→ Extract:
# Exam Preparation



## Redskinsdb21 (Mar 20, 2013)

I can now do Spinup, CI and NCEES exams pretty quickly....about 4 hrs on NCEES and a little less on CI's, probably 2 hours on spin-up...is this adequate enough? any other suggestions?


----------



## iwire (Mar 20, 2013)

Redskinsdb21 said:


> I can now do Spinup, CI and NCEES exams pretty quickly....about 4 hrs on NCEES and a little less on CI's, probably 2 hours on spin-up...is this adequate enough? any other suggestions?


Hi..how do you prepared..what books do you used? I'm prepping for Oct


----------



## Judowolf PE (Mar 20, 2013)

How well do you do on them? Are you looking formulas up in a book or using a binder? How well do you know the NEC, is it tabbed? The speed sounds good, so you are definitely doing well on time.


----------



## Redskinsdb21 (Mar 20, 2013)

i HAVE THE NEC DOWN PRETTY WELL..EVERYTHING FROM MOTOR DISCONNECTS TO CONDUIT FILL IN CH.9...i HAVE A SECTION OF NOTES EACH FOR 3/1 PHASE POWER, LUMINAIRES, MOTORS, RELAYS, SYMMETRICAL COMPONENTS, NON-LINEAR ELECTRONICS, ENGR. ECON., TRANSFORMERS, FAULTS, LADDER LOGIC, GROUNDING, INSULATION TESTING?

(Named-object pointing listing)
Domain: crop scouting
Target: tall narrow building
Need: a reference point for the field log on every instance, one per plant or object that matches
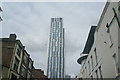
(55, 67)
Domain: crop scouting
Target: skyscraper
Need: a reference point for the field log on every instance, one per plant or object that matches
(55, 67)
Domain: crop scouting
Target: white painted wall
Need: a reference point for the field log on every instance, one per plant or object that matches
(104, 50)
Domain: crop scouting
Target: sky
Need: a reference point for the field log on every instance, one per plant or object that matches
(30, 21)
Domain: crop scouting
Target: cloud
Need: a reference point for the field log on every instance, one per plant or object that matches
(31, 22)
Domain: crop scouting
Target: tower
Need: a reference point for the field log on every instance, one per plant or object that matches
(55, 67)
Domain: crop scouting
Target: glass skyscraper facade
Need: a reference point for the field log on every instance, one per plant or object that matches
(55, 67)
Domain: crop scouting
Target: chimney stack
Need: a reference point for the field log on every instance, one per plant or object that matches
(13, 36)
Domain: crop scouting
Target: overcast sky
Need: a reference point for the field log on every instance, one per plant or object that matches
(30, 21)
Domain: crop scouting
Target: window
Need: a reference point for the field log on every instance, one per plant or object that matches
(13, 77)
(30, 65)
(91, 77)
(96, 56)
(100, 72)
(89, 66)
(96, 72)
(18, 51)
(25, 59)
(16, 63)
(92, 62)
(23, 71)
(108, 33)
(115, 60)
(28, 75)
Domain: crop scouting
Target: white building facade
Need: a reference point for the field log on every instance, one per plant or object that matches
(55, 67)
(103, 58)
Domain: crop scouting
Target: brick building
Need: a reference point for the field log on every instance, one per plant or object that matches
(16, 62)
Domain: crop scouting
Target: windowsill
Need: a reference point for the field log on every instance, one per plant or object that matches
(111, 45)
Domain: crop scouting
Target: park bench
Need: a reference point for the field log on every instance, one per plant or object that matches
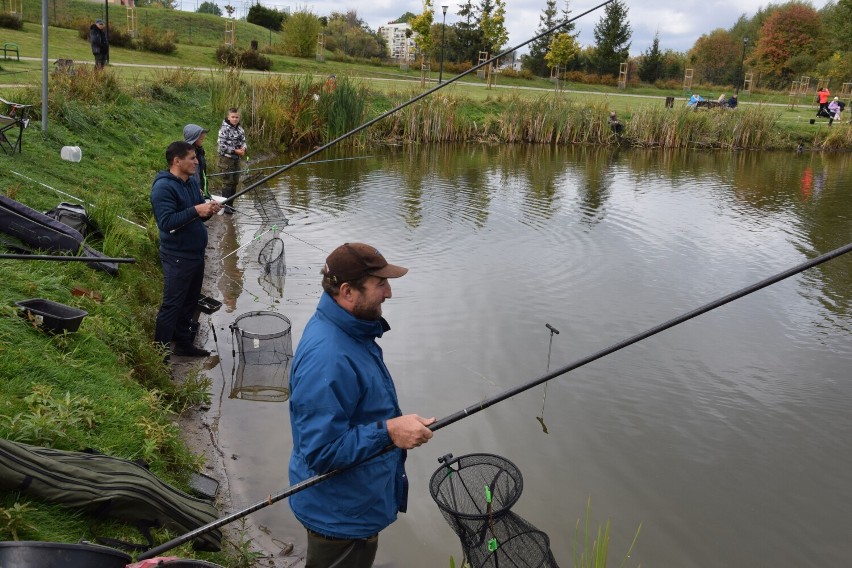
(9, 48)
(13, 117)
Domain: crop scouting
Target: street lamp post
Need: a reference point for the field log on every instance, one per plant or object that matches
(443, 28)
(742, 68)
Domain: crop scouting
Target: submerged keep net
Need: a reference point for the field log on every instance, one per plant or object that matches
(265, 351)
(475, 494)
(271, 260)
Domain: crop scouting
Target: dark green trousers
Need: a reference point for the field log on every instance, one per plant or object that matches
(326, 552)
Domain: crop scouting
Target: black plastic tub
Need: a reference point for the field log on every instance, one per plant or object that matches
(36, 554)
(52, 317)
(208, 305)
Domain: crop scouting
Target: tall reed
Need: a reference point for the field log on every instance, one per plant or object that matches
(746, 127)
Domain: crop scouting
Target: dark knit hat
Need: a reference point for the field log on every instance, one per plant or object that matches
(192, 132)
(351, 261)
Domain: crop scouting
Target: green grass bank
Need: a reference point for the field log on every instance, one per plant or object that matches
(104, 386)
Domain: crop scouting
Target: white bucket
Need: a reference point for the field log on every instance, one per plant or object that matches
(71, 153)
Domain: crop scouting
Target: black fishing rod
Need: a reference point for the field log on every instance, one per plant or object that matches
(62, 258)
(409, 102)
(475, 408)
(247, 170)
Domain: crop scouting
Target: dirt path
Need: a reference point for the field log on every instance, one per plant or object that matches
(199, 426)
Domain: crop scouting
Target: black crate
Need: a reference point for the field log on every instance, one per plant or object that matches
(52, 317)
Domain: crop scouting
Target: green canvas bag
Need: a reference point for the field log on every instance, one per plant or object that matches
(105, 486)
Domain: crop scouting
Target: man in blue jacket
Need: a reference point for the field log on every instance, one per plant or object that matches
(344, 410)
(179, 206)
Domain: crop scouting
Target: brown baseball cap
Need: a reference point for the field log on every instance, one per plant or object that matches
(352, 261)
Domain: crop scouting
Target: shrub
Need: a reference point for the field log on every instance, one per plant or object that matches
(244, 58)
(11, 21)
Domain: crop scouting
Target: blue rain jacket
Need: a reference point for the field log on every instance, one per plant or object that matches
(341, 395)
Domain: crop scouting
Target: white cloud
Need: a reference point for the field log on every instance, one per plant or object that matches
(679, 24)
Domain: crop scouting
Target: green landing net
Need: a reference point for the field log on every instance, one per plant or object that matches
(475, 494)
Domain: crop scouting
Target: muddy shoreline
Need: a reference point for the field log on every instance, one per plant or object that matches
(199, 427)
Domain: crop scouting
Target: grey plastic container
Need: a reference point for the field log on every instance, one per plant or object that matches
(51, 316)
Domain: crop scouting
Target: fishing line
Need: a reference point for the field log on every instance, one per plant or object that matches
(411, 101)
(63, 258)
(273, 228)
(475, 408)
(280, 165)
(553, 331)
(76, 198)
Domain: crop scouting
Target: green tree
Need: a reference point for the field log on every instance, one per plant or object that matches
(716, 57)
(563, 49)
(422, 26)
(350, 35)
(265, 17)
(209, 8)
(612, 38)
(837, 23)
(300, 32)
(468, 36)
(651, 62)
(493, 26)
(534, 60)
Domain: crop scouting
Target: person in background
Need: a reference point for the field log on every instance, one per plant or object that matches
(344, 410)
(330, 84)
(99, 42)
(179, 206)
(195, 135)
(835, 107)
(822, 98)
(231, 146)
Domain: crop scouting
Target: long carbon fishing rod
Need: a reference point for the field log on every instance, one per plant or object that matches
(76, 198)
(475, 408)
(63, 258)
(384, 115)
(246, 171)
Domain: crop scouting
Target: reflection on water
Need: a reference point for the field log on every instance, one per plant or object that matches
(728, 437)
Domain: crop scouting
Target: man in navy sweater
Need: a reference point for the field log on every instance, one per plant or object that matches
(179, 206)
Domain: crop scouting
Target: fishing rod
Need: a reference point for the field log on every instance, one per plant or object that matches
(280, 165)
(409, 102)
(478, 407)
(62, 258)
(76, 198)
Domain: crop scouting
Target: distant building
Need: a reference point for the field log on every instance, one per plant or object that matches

→ Exercise task: Continue the forum thread on exam preparation from the point at which it stops. The listing is material separate from the forum thread on exam preparation.

→ Exercise result:
----------



## Redskinsdb21 (Mar 20, 2013)

OH YEHA, i HAVE DONE THEM ENOUGH WERE i AM SCORING AT LEAST 95 % OR BASICALLY GETTING THEM ALL RIGHT AT THIS POINT


----------



## willsee (Mar 20, 2013)

I should hope you get faster answering the same questions of the same test.

It's more about understanding the question, understanding where to find the information, understanding alternate ways the question can be asked, not so much the sample test problems themselves.


----------



## Judowolf PE (Mar 20, 2013)

It all sounds really good to me at this point...you took the test once before I believe, how did you do?


----------



## Redskinsdb21 (Mar 20, 2013)

i DID TAKE IT ONCE BEFORE...i THOUGHT i GOT LIKE AN 80 PERCENT..WRONG!...I THINK IT WAS LIKE A 48..I ONLY DID THE NCEES PRACTICE EXAM.


----------



## Judowolf PE (Mar 20, 2013)

I was in the exact same boat last year...how do you feel this time compared to last time?


----------



## Judowolf PE (Mar 20, 2013)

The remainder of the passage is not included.